(AUFGABE)
Schreib den Text über das Vogelgrippevirus H7N9 vollständig und Wort für Wort ab.

(LESETEXT)
Wie gefährlich ist H7N9? Christina Larson schreibt jetzt in „Science“, dass die bisher bekannten Fakten eher ein Anlass für Beschwichtigungen sind (Bd.342, S.1031). H7N9 ist ein Tiervirus. Die meisten Kranken haben sich wahrscheinlich beim engen Kontakt mit lebendem Geflügel angesteckt. Nur wenige scheinen sich bei kranken Angehörigen infiziert zu haben. In dieser Woche zeigen Ian Wilson und James Paulson vom Scripps Research Institute in La Jolla in „Science“, dass das neue Vogelgrippevirus den Menschen noch schlecht infizieren kann (Bd.342, S.1230). Die Virologen belegen dies anhand von Bindungsstudien und Röntgenstrukturanalysen. Zum Glück habe sich H7N9 noch nicht an den humanen Virus-Rezeptor angepasst, schreiben Wilson und Paulson in einer vom Scripps Research Institute herausgegebenen Erklärung. Weil frühere Veröffentlichungen eine solche Anpassung nahegelegt hätten, sei ein klares Statement nötig gewesen, so die Wissenschaftler weiter.

(DATENSATZEINTRÄGE)
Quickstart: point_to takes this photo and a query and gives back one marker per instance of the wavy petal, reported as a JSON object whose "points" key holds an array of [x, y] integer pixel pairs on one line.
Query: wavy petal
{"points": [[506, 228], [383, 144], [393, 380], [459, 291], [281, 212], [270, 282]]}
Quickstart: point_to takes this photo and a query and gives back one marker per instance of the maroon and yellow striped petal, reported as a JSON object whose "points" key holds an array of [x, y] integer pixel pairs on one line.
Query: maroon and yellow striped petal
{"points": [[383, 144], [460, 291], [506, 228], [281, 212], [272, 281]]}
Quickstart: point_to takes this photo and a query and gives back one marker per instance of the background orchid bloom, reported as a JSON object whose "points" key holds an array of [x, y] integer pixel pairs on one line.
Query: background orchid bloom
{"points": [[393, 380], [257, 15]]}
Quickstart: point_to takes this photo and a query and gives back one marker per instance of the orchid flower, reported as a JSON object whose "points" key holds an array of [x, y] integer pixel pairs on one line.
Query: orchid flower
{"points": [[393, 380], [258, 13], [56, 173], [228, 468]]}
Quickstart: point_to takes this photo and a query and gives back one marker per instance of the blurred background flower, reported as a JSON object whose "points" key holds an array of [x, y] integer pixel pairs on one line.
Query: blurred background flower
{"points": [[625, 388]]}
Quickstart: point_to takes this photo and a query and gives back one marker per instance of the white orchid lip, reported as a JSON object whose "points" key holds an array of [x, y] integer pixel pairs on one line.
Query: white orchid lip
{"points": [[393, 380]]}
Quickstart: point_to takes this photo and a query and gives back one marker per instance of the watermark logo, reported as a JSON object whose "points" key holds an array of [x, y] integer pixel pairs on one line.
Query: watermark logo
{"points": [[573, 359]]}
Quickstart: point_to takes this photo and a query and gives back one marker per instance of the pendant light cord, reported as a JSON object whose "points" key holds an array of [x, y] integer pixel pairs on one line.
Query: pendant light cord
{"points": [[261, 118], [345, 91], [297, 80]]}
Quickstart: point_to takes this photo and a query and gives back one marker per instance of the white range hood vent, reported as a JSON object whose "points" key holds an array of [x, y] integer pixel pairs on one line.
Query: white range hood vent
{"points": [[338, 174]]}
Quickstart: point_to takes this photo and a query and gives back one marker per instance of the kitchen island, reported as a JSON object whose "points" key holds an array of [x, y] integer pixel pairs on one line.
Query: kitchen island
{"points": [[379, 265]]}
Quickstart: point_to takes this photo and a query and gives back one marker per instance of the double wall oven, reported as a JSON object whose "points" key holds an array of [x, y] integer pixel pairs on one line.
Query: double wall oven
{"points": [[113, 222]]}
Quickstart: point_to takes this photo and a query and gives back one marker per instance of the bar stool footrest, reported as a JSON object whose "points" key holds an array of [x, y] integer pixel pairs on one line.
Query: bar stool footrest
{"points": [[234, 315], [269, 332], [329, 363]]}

(ANTWORT)
Wie gefährlich ist H7N9? Christina Larson schreibt jetzt in „Science“, dass die bisher bekannten Fakten eher ein Anlass für Beschwichtigungen sind (Bd.342, S.1031). H7N9 ist ein Tiervirus. Die meisten Kranken haben sich wahrscheinlich beim engen Kontakt mit lebendem Geflügel angesteckt. Nur wenige scheinen sich bei kranken Angehörigen infiziert zu haben. In dieser Woche zeigen Ian Wilson und James Paulson vom Scripps Research Institute in La Jolla in „Science“, dass das neue Vogelgrippevirus den Menschen noch schlecht infizieren kann (Bd.342, S.1230). Die Virologen belegen dies anhand von Bindungsstudien und Röntgenstrukturanalysen. Zum Glück habe sich H7N9 noch nicht an den humanen Virus-Rezeptor angepasst, schreiben Wilson und Paulson in einer vom Scripps Research Institute herausgegebenen Erklärung. Weil frühere Veröffentlichungen eine solche Anpassung nahegelegt hätten, sei ein klares Statement nötig gewesen, so die Wissenschaftler weiter.